WORK TO BE COMPLETED
Every line of the records that holds the word "blonde" should be copied.
[[ DATA SUPPLIED, beginning ]]
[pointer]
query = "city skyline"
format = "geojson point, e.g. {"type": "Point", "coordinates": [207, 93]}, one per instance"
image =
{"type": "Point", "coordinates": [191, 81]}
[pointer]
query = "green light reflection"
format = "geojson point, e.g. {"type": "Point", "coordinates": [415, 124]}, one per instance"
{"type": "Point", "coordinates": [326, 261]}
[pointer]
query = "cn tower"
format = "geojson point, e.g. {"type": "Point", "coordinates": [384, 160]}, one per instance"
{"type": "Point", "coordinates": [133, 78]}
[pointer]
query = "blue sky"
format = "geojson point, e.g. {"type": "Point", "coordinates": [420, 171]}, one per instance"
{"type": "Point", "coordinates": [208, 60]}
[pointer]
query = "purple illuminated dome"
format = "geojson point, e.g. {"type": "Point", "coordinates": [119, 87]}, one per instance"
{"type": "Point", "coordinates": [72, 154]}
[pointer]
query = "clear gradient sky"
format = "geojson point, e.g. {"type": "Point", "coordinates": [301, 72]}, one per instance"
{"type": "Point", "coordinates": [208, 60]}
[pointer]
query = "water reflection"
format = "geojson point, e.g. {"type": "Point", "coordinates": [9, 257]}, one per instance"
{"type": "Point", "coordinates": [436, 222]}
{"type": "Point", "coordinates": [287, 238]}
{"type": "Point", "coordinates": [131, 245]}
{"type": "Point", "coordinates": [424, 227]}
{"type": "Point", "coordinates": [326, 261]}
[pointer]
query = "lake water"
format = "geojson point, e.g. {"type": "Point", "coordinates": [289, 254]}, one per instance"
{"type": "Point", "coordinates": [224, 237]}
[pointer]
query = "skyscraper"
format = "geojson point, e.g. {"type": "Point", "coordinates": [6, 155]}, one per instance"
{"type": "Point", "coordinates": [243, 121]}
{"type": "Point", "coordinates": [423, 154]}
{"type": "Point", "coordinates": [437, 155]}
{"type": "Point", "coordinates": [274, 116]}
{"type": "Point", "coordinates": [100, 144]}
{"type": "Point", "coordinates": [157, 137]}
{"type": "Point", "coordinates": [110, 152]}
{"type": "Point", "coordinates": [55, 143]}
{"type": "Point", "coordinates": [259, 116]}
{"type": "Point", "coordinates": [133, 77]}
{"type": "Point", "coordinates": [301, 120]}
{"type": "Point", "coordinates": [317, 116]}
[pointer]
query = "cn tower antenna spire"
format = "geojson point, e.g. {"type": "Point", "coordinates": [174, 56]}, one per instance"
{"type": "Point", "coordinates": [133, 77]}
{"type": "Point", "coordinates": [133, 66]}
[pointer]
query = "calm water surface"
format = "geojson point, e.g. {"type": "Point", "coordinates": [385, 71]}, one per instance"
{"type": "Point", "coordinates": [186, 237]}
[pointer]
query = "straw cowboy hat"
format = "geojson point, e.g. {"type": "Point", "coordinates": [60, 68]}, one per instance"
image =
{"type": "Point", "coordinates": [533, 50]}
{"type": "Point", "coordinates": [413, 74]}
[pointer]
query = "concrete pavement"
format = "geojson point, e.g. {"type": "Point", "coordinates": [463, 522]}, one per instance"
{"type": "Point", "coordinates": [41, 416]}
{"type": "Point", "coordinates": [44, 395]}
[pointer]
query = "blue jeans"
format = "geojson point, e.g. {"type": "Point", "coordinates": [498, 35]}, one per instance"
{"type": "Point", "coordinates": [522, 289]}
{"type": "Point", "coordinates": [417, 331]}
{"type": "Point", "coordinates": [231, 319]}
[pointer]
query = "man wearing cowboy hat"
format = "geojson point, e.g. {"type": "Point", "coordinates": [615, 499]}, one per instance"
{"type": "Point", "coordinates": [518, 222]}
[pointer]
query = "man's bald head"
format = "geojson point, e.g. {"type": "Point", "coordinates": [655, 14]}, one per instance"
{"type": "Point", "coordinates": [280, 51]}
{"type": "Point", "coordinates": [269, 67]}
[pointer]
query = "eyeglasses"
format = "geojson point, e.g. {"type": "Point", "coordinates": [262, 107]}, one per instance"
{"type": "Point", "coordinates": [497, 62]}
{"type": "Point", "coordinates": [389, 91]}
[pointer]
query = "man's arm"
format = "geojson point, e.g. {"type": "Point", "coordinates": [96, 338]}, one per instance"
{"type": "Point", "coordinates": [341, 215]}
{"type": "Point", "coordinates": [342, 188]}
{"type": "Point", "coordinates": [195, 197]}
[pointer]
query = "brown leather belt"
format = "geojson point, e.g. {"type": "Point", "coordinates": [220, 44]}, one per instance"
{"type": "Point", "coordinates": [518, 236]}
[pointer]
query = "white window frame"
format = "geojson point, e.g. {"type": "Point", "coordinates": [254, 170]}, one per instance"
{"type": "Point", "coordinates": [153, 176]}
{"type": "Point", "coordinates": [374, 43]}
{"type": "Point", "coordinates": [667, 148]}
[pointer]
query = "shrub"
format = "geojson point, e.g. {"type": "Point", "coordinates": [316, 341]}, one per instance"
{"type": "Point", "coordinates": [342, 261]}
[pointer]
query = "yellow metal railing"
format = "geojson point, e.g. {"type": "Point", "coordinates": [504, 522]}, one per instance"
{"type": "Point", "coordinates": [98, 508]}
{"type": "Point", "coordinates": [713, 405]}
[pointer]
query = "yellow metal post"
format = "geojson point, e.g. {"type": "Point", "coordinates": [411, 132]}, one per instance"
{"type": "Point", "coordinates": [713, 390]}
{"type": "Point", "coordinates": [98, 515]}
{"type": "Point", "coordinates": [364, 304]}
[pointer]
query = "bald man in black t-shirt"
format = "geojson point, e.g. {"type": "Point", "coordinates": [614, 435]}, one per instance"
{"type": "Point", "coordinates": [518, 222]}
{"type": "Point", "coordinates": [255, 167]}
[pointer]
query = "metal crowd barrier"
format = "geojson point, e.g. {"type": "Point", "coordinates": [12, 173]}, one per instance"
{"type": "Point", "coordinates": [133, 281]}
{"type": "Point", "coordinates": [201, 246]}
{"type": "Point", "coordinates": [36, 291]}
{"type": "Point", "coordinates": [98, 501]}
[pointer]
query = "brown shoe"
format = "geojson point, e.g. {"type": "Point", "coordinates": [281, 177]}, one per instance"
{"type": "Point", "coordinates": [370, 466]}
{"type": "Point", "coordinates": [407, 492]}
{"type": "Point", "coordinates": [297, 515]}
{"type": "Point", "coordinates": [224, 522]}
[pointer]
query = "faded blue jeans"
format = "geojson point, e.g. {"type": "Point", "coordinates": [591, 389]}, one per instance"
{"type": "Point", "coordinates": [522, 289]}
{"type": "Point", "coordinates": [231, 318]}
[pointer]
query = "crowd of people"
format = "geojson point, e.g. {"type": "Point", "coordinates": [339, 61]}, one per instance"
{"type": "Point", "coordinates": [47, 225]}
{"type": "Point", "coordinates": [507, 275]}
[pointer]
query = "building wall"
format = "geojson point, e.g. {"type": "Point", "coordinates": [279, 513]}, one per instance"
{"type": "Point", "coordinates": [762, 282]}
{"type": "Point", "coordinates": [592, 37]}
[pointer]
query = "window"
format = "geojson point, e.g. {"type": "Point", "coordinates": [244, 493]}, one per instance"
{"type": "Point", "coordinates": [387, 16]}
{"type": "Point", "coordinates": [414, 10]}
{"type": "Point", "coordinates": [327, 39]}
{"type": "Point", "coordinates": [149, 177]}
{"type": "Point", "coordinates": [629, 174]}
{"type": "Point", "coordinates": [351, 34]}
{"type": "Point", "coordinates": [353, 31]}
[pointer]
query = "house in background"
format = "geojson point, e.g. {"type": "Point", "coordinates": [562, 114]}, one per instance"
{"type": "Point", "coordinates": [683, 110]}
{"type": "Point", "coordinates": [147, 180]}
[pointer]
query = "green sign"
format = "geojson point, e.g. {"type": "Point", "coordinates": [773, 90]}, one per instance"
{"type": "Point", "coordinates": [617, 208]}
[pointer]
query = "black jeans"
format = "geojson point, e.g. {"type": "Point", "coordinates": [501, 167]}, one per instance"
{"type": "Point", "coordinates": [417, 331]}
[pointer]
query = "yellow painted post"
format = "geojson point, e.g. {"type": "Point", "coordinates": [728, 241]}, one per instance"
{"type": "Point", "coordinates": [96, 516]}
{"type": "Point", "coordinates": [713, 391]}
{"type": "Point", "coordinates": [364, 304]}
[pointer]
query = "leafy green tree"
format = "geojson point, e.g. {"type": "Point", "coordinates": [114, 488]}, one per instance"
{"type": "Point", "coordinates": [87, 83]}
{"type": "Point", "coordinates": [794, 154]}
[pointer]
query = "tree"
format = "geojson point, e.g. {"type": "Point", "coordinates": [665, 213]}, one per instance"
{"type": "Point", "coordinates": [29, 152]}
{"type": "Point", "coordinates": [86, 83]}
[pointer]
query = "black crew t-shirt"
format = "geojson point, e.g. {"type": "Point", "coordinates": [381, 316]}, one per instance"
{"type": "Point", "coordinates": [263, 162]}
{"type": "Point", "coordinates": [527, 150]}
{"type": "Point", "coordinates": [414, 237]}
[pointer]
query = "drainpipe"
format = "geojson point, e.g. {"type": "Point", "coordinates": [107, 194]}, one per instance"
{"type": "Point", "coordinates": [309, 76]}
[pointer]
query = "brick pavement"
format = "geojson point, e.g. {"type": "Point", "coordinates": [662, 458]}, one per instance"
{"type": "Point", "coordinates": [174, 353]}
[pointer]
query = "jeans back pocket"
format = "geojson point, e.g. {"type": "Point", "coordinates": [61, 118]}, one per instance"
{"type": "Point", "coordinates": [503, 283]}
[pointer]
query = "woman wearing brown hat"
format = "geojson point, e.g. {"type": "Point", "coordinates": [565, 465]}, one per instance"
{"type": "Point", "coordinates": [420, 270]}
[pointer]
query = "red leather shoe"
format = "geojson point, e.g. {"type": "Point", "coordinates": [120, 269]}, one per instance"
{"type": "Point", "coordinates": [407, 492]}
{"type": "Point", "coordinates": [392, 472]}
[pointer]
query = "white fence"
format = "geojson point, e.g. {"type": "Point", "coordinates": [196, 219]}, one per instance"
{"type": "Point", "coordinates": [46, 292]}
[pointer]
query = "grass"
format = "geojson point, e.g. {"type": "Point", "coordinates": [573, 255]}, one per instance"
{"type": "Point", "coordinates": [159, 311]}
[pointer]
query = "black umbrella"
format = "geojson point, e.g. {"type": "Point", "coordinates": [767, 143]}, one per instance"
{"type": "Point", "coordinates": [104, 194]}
[[ DATA SUPPLIED, end ]]
[[ DATA SUPPLIED, beginning ]]
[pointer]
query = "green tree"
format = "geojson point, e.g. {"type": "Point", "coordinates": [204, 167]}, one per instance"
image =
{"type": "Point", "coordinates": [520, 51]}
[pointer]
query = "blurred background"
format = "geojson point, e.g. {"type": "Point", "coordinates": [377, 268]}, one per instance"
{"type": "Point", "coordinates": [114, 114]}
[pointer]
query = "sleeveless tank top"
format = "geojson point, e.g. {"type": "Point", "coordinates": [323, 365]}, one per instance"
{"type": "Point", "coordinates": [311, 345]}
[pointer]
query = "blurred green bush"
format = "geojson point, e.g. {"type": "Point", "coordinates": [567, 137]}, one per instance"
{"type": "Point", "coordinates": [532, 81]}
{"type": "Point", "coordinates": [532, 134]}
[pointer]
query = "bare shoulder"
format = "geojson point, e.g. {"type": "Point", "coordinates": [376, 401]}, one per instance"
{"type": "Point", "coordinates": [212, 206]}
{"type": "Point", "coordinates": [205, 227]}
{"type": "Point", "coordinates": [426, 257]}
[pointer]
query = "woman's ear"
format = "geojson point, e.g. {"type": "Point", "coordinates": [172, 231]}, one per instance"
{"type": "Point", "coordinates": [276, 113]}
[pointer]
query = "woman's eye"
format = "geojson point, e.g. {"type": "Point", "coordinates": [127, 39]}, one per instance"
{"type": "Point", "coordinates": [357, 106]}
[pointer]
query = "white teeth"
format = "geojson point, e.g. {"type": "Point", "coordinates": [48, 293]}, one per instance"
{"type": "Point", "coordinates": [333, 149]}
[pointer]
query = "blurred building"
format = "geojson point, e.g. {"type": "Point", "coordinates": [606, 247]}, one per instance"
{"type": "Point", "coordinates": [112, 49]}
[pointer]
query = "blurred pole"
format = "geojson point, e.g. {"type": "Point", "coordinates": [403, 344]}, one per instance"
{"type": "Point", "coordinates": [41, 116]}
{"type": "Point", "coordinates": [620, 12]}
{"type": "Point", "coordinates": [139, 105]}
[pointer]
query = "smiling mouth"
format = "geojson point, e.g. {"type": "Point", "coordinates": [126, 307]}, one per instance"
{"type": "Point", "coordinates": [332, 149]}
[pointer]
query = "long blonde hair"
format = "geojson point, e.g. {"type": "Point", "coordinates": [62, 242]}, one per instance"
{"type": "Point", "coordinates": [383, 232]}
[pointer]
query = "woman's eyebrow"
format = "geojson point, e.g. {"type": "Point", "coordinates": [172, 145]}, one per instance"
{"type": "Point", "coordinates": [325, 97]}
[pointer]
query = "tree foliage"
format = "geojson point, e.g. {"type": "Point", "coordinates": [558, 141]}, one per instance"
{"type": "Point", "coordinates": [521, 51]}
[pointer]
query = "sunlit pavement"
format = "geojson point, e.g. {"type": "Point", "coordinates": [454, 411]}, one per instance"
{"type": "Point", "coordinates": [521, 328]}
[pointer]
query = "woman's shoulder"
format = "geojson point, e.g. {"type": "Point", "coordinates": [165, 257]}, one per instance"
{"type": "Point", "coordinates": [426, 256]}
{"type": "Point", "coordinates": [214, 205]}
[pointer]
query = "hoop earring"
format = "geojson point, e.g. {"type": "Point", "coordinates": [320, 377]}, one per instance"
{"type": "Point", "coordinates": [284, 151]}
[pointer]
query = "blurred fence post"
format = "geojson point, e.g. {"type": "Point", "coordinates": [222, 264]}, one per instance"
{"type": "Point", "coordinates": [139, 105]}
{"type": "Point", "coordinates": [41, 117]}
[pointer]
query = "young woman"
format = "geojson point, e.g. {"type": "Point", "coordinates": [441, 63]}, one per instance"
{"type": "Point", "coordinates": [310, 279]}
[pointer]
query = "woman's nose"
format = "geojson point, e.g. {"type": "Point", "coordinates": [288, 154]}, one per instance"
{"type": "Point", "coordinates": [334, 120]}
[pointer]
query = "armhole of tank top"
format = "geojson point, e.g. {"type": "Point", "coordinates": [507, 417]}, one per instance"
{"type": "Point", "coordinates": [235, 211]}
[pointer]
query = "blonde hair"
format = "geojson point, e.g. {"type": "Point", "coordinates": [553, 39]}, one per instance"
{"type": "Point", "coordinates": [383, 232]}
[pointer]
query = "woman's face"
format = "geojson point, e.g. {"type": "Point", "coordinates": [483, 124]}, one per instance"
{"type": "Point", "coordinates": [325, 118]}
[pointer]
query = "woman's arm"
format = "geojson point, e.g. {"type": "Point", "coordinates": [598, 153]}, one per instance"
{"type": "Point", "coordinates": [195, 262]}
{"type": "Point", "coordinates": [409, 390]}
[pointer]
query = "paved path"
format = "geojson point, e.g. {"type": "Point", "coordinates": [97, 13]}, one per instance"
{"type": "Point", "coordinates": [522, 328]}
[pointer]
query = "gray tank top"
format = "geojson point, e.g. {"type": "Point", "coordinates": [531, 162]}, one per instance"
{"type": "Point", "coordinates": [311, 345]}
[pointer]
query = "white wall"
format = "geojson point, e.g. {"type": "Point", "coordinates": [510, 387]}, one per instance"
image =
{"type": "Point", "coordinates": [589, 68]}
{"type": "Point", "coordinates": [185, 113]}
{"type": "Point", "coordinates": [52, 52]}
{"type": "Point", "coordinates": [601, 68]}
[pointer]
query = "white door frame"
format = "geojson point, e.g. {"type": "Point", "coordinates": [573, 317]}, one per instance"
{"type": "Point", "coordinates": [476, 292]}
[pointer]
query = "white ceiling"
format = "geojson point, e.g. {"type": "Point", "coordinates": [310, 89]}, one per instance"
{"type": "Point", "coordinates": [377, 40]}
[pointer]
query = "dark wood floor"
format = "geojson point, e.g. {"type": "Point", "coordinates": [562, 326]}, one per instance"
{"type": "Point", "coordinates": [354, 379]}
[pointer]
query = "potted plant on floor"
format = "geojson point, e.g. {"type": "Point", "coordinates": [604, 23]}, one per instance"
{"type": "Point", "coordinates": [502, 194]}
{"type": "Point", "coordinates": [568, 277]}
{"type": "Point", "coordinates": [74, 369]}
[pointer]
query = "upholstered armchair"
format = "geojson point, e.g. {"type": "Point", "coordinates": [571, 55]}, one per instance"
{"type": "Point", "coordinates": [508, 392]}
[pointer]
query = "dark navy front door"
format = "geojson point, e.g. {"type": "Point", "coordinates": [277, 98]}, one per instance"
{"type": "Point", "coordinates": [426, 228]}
[[ DATA SUPPLIED, end ]]
FINAL ANSWER
query = "long blonde hair"
query = "blonde hair"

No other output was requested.